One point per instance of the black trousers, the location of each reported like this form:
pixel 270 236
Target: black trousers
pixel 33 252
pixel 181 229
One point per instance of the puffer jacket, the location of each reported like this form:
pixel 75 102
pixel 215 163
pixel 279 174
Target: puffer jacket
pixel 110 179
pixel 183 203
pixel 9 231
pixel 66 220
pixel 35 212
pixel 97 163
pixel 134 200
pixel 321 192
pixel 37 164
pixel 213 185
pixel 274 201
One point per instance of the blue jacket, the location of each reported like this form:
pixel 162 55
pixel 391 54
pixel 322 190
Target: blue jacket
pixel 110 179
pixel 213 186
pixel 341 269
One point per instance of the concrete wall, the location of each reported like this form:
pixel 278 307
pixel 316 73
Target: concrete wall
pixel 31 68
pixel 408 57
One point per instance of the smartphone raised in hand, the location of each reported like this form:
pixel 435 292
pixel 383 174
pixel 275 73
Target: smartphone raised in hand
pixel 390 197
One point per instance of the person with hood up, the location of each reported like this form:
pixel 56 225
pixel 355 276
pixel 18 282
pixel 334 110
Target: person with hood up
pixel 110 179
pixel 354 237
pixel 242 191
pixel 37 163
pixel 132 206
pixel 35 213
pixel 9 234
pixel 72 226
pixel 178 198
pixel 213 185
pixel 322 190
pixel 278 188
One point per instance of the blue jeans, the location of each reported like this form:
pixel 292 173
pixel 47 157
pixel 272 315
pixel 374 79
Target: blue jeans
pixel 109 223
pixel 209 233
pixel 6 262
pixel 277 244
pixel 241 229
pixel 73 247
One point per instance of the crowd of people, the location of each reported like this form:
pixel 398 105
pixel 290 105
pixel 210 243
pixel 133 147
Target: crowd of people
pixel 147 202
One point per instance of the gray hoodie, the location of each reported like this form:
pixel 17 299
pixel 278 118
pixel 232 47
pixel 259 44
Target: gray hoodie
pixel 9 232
□ □ □ □
*WORK REQUEST*: Check each line of the records above, and copy those that hold the word "location".

*RESPONSE*:
One point per instance of the black trousers, the location of each reported like this form:
One point per instance of the puffer jacket, the location of each reported like this form:
One point per instance of the blue jacket, the location of each reported like this form:
One point per instance of the concrete wall, the location of each reported like this form:
One point per instance of the smartphone raised in hand, the location of each reported like this form:
One point per instance of the person with hood up, the location of each reported like this form:
One point per instance of the blue jeans, the location of each reported like this form:
One point per instance of the crowd of people, the location of each reported like this form:
One point per instance of the gray hoodie, the location of each reported like this form:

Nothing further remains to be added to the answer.